◆ WHAT YOU ARE ASKED TO DO:
Convert the lines from the one containing "Query: white ceramic jug" through the last line, inclusive, into a two-column CSV with the columns text and answer. Give one row for each text and its answer, put each in a single quoted field, and replace line breaks with spaces.

Location labeling lines:
* * *
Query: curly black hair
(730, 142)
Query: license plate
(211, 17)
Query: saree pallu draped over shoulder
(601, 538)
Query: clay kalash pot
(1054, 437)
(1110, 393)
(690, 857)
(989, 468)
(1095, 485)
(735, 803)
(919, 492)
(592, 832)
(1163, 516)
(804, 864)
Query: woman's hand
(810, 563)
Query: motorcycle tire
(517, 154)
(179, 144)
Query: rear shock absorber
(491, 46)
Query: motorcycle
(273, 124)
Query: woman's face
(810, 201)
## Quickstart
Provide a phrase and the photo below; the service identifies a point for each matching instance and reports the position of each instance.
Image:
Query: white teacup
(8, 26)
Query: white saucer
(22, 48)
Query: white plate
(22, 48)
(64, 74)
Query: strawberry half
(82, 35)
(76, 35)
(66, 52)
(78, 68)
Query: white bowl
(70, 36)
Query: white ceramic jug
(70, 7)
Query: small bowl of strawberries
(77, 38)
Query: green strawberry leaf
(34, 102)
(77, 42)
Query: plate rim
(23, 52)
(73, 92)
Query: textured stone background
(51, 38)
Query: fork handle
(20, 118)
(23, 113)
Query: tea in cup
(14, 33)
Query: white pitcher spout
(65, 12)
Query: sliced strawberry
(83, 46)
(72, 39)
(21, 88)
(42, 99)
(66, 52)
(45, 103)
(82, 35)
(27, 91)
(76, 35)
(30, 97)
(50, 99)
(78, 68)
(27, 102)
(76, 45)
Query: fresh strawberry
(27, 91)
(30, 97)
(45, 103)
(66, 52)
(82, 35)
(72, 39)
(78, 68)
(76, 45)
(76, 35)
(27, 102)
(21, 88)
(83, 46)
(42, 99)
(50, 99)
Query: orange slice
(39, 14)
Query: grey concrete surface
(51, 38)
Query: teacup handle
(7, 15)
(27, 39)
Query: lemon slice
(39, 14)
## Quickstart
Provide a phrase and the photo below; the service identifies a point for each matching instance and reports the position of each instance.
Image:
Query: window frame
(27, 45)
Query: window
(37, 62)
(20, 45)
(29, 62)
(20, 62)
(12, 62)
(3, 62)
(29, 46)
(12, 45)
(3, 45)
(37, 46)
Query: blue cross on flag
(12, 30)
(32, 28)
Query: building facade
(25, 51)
* * *
◆ EXERCISE RESPONSE:
text,answer
"Query: white ceramic jug","(70, 7)"
"Query: small bowl of strawberries","(77, 38)"
"Query: green strawberry leaf","(34, 102) (77, 42)"
"Query: plate rim","(23, 52) (73, 92)"
"Query: textured stone background","(51, 38)"
"Query: fork handle","(20, 118) (23, 113)"
"Query: tea in cup","(14, 33)"
"Query: white pitcher spout","(65, 12)"
"Query: sliced strawberry","(83, 46) (72, 39) (21, 88) (42, 99) (66, 52) (45, 103) (82, 35) (27, 91) (76, 35) (30, 97) (50, 99) (78, 68) (27, 102) (76, 45)"
"Query: fresh strawberry","(27, 91) (30, 97) (45, 103) (66, 52) (82, 35) (72, 39) (78, 68) (76, 45) (76, 35) (27, 102) (21, 88) (83, 46) (42, 99) (50, 99)"
"Query: orange slice","(39, 14)"
"Query: grey concrete surface","(51, 38)"
"Query: teacup handle","(7, 15) (27, 39)"
"Query: lemon slice","(39, 14)"
"## Quickstart Provide a phrase and the photo below; the service identifies a point for each matching instance and reports the position of each instance. Image: Query: window frame","(27, 45)"
"Query: window","(37, 62) (20, 45) (29, 62) (20, 62) (12, 62) (3, 62) (29, 46) (12, 45) (3, 45) (37, 46)"
"Query: blue cross on flag","(12, 30) (32, 28)"
"Query: building facade","(25, 51)"